• **Work to complete**: Where does the word "below" show up in the records? Copy every line that holds it.

Saved entries:
= = = = =
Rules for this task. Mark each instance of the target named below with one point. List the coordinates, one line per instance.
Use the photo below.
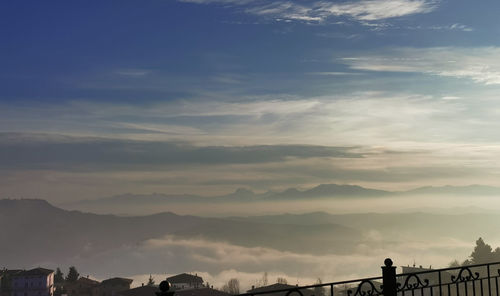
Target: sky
(206, 96)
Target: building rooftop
(185, 278)
(205, 291)
(87, 281)
(278, 286)
(35, 272)
(140, 291)
(117, 281)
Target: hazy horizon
(303, 138)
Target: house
(84, 286)
(111, 287)
(278, 286)
(6, 280)
(185, 281)
(204, 291)
(140, 291)
(34, 282)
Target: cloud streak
(480, 64)
(319, 11)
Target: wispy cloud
(318, 11)
(482, 65)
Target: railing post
(389, 287)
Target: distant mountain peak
(241, 191)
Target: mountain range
(321, 191)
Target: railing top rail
(333, 284)
(312, 286)
(449, 268)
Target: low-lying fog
(348, 238)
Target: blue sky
(409, 86)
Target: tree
(58, 276)
(72, 274)
(151, 281)
(482, 253)
(232, 287)
(319, 291)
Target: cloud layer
(319, 11)
(480, 64)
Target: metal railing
(470, 280)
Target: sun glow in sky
(205, 96)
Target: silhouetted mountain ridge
(41, 232)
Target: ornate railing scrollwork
(365, 288)
(294, 291)
(412, 282)
(465, 275)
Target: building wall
(39, 285)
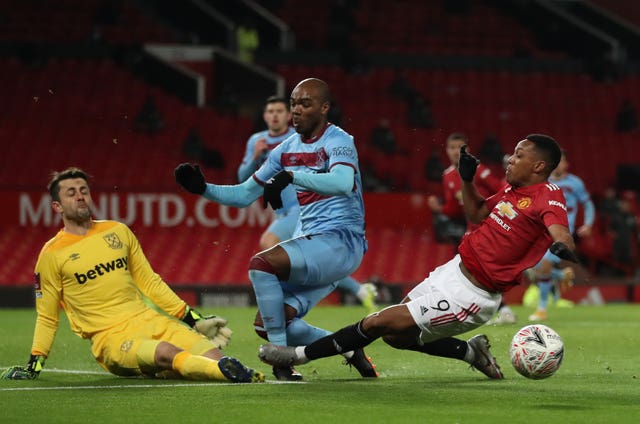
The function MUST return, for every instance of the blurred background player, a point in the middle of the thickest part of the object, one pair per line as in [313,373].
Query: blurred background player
[548,276]
[449,221]
[277,116]
[321,162]
[97,271]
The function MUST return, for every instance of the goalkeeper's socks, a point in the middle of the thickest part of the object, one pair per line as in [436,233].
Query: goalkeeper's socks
[270,301]
[301,333]
[545,289]
[342,341]
[194,367]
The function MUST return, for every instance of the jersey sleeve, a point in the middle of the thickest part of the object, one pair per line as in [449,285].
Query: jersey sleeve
[554,209]
[248,165]
[150,283]
[271,166]
[48,293]
[585,200]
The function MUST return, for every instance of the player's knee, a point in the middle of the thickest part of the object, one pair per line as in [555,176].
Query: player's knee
[395,342]
[259,263]
[289,313]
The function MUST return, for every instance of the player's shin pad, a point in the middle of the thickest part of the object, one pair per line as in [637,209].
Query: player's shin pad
[222,339]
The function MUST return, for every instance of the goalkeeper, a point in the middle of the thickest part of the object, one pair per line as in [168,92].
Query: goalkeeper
[97,272]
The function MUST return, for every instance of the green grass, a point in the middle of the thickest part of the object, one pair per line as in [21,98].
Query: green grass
[599,381]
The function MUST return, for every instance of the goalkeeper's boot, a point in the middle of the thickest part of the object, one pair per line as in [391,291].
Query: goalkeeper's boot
[505,316]
[286,374]
[363,364]
[484,361]
[18,373]
[280,356]
[234,371]
[368,297]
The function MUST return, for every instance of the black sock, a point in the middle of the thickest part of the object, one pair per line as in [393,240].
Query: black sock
[344,340]
[448,347]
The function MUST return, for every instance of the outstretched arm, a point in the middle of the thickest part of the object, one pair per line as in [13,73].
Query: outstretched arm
[563,245]
[191,178]
[473,202]
[338,181]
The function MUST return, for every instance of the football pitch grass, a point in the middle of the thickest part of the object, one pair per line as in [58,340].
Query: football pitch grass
[599,381]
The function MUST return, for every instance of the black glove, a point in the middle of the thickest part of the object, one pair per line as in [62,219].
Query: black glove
[274,187]
[467,165]
[562,251]
[190,177]
[30,372]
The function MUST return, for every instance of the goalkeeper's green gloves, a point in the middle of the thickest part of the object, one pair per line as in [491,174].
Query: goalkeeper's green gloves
[215,328]
[30,372]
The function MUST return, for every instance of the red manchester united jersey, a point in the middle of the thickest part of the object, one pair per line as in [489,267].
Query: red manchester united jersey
[514,236]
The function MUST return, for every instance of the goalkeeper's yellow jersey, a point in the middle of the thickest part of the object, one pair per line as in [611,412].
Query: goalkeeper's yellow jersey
[98,279]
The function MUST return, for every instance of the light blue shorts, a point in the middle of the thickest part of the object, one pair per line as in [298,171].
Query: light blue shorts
[317,262]
[284,226]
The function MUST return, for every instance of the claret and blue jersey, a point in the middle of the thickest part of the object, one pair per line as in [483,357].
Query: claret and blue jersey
[319,212]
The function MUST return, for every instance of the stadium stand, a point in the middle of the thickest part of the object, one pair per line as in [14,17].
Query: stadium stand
[70,110]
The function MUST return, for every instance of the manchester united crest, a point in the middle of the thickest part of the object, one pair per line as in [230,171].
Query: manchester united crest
[524,203]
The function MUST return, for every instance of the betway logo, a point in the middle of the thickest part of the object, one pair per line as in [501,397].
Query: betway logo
[100,270]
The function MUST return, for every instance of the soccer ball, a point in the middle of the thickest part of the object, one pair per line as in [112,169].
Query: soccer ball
[536,351]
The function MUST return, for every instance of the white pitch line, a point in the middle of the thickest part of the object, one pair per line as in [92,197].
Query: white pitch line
[133,386]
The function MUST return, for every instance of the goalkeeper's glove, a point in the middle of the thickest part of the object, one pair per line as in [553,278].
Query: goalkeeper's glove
[561,250]
[190,177]
[274,187]
[30,372]
[467,165]
[215,328]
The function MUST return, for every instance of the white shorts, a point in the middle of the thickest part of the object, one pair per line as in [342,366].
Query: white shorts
[446,303]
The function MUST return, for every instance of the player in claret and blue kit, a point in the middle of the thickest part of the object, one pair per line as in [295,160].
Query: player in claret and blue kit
[321,162]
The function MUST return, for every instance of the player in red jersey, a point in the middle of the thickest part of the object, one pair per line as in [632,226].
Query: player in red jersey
[449,221]
[517,225]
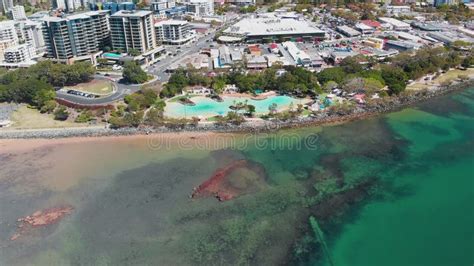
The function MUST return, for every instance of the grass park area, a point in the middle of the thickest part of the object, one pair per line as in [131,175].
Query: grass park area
[451,75]
[96,86]
[27,118]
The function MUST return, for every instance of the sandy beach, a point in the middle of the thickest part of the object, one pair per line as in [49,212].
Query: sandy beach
[19,145]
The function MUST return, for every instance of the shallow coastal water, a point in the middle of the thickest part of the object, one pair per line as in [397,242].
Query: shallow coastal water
[392,190]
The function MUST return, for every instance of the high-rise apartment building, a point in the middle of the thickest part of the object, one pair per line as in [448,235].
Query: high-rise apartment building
[6,5]
[174,32]
[8,36]
[76,37]
[59,4]
[19,53]
[18,13]
[200,7]
[31,32]
[133,30]
[445,2]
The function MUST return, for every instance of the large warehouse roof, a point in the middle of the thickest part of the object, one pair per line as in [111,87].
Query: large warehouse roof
[269,26]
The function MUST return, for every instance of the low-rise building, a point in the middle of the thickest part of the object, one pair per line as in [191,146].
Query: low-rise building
[348,31]
[338,56]
[396,24]
[401,45]
[300,57]
[274,28]
[257,63]
[397,10]
[364,29]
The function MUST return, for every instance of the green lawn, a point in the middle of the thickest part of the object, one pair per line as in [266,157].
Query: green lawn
[98,87]
[27,118]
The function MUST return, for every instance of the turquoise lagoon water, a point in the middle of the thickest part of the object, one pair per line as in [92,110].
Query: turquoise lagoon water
[112,55]
[208,107]
[397,189]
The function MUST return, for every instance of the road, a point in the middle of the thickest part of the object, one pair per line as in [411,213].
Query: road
[158,69]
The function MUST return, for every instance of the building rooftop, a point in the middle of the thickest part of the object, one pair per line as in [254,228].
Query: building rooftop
[128,13]
[267,26]
[84,15]
[363,26]
[371,23]
[348,30]
[171,22]
[394,22]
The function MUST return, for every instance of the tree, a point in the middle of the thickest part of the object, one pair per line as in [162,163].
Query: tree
[48,106]
[395,78]
[133,73]
[250,109]
[218,84]
[351,64]
[61,113]
[43,96]
[336,74]
[272,108]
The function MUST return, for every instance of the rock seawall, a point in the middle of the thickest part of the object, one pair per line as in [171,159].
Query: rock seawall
[331,116]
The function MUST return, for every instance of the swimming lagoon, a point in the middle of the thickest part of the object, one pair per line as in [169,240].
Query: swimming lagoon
[207,107]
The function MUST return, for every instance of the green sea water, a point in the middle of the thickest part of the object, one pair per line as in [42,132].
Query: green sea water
[392,190]
[432,224]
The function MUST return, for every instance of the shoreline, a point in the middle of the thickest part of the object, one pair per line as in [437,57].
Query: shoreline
[324,118]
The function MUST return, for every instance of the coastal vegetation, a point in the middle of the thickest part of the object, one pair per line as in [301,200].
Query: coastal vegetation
[35,85]
[354,74]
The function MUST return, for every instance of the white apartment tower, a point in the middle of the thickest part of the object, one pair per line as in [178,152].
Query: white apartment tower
[133,30]
[18,13]
[174,32]
[77,37]
[8,36]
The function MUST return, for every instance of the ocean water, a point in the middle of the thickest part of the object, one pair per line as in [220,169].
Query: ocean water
[392,190]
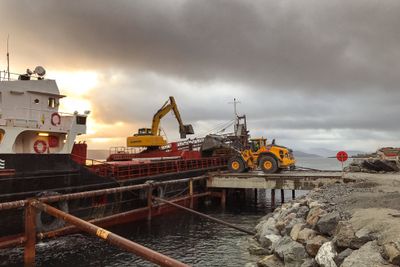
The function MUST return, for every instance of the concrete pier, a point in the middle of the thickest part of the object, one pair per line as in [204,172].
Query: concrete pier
[284,181]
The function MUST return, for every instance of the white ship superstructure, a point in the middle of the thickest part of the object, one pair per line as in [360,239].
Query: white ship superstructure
[30,121]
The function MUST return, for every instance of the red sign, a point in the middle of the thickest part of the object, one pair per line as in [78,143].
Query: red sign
[342,156]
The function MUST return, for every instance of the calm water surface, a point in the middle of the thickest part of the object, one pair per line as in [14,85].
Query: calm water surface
[188,238]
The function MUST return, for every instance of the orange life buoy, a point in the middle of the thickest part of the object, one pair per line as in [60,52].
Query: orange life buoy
[40,146]
[55,119]
[53,141]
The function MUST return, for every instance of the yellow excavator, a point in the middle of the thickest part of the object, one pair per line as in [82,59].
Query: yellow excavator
[150,137]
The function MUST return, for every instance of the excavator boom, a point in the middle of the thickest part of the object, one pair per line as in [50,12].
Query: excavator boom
[151,137]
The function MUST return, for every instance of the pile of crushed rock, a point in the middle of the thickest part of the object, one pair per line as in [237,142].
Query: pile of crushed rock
[372,165]
[315,231]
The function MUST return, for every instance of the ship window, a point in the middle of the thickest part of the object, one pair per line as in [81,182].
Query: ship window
[53,103]
[81,120]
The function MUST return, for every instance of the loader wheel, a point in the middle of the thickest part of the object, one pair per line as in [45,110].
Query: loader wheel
[236,164]
[268,164]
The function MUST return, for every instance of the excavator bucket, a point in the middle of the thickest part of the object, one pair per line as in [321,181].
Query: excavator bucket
[187,129]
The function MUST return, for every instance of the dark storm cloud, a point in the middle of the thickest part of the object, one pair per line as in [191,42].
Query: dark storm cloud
[312,45]
[296,65]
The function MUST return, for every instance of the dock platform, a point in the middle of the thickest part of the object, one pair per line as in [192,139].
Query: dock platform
[295,180]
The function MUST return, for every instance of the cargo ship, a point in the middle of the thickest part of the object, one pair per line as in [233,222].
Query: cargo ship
[39,156]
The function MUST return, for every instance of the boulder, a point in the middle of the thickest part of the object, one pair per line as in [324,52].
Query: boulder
[269,242]
[256,249]
[309,263]
[302,212]
[391,252]
[313,245]
[291,252]
[281,225]
[313,204]
[344,234]
[305,235]
[270,261]
[362,236]
[266,228]
[342,255]
[326,254]
[367,255]
[313,215]
[289,226]
[327,223]
[296,229]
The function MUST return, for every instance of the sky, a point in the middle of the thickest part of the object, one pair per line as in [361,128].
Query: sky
[310,74]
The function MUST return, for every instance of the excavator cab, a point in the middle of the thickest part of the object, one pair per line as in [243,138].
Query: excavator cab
[143,131]
[186,129]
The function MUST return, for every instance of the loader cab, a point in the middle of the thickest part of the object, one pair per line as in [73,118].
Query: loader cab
[257,143]
[143,131]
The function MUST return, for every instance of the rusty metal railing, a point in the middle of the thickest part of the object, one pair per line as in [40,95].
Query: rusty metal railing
[114,239]
[32,206]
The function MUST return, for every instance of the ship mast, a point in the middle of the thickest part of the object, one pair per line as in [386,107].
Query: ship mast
[8,59]
[236,123]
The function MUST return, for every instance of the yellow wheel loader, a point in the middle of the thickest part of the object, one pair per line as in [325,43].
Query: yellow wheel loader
[270,158]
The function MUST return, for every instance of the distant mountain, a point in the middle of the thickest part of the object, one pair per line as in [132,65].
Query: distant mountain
[301,154]
[99,154]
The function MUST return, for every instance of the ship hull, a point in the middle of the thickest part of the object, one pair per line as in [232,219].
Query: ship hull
[40,175]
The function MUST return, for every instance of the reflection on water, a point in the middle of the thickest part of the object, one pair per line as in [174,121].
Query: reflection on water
[185,237]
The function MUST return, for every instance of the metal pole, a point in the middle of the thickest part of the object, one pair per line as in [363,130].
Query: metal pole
[223,198]
[191,193]
[149,201]
[272,198]
[30,235]
[110,237]
[206,216]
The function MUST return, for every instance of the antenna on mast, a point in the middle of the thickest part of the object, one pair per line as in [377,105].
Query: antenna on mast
[8,58]
[235,102]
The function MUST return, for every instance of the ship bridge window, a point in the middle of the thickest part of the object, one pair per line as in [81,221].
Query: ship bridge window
[53,102]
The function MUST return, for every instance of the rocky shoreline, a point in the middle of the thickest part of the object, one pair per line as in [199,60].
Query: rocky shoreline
[349,224]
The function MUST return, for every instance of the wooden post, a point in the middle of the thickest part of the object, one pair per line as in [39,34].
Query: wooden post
[30,235]
[272,198]
[149,201]
[191,192]
[223,198]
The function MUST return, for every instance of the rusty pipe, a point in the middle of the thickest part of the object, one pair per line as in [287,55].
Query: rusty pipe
[110,237]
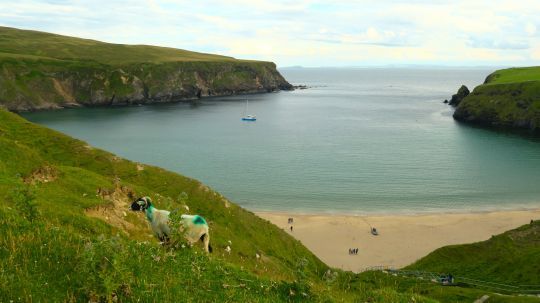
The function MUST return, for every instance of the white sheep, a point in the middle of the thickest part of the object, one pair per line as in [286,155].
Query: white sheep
[194,227]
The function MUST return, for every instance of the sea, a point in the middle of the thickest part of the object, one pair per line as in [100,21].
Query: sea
[356,141]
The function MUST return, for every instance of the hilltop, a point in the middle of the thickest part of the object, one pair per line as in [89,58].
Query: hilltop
[45,71]
[509,98]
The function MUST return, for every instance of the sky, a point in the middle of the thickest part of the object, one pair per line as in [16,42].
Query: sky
[304,32]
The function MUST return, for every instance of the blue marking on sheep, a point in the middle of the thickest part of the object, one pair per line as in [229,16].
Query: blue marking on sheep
[198,220]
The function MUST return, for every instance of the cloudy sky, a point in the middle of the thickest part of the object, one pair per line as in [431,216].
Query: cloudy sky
[304,32]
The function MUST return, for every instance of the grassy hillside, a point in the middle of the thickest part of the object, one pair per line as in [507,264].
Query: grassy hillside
[37,44]
[66,235]
[509,98]
[42,71]
[510,258]
[512,75]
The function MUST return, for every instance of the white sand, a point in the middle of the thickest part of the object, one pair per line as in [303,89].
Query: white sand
[402,239]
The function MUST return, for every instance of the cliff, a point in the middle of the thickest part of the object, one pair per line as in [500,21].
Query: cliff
[509,98]
[46,71]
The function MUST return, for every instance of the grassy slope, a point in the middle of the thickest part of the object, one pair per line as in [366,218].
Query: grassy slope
[24,43]
[50,250]
[510,258]
[42,71]
[512,75]
[508,98]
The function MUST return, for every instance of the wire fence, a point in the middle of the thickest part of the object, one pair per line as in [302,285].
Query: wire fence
[459,280]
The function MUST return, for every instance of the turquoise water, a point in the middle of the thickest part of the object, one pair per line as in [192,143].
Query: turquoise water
[358,141]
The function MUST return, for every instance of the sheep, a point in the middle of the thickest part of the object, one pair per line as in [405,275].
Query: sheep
[194,226]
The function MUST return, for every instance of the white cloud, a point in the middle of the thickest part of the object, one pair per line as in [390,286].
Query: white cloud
[303,32]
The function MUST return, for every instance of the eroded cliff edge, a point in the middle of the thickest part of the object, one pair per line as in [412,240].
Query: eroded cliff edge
[509,98]
[47,71]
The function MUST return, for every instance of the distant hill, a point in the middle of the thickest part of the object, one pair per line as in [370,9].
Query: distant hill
[42,70]
[509,98]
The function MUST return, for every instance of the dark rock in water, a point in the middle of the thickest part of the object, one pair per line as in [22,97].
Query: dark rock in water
[462,93]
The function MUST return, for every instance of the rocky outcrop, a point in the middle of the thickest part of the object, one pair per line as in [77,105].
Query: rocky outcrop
[28,84]
[463,92]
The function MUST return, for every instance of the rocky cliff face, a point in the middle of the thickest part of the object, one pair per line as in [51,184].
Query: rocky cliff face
[46,84]
[463,92]
[514,105]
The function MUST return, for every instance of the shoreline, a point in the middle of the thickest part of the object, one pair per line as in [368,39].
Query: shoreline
[402,239]
[480,210]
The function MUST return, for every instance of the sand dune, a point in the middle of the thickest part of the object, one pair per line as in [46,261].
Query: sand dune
[402,239]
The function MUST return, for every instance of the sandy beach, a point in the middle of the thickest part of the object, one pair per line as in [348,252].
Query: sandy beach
[402,239]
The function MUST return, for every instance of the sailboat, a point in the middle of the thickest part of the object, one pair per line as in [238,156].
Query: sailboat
[246,117]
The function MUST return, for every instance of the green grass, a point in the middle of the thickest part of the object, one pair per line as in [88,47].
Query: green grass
[46,71]
[512,75]
[40,45]
[509,258]
[509,99]
[50,250]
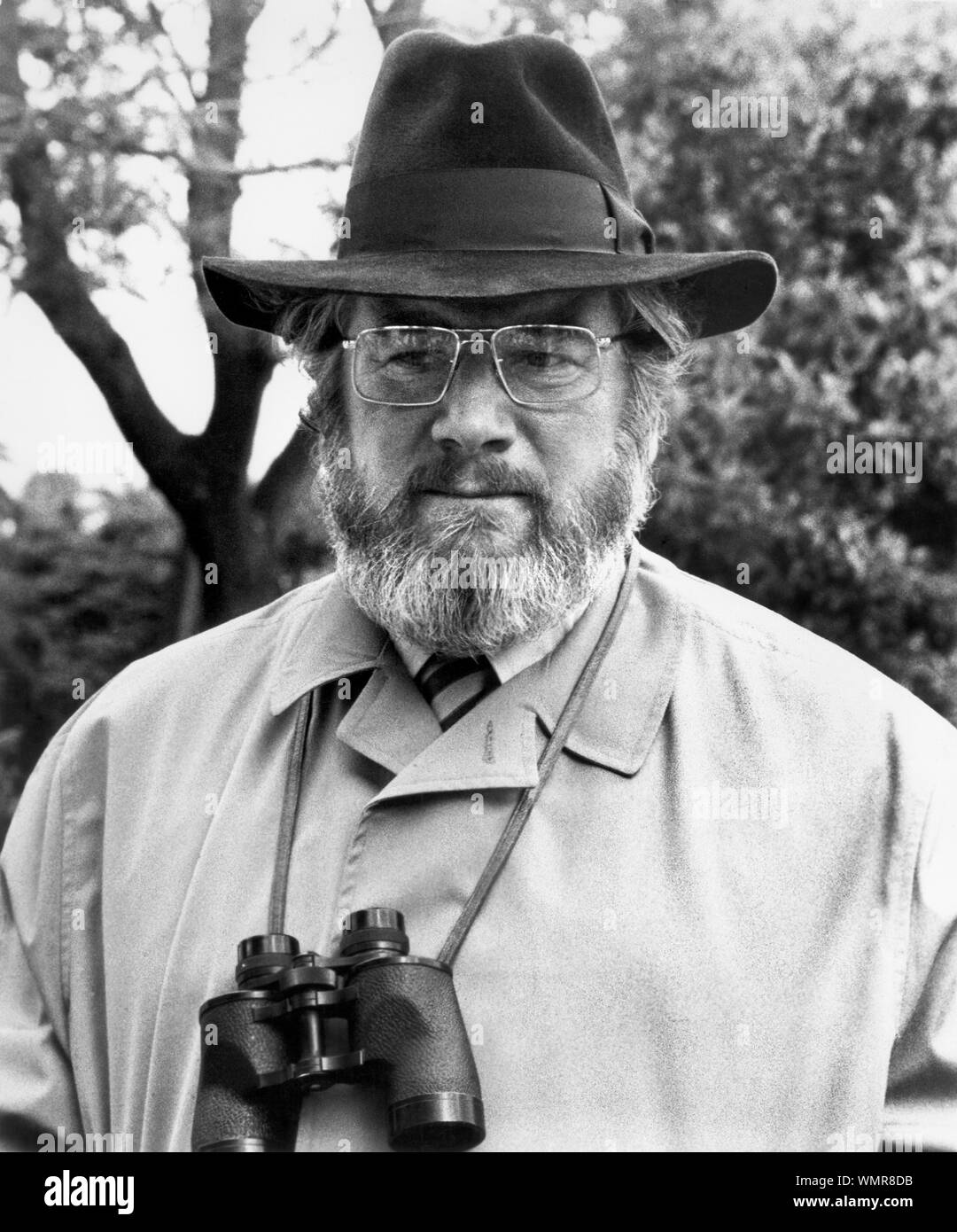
= = = = =
• **Your response**:
Rules for this task. Mark each instance of the target named below with one point. List the coordinates, one line per instance.
Use the photo below.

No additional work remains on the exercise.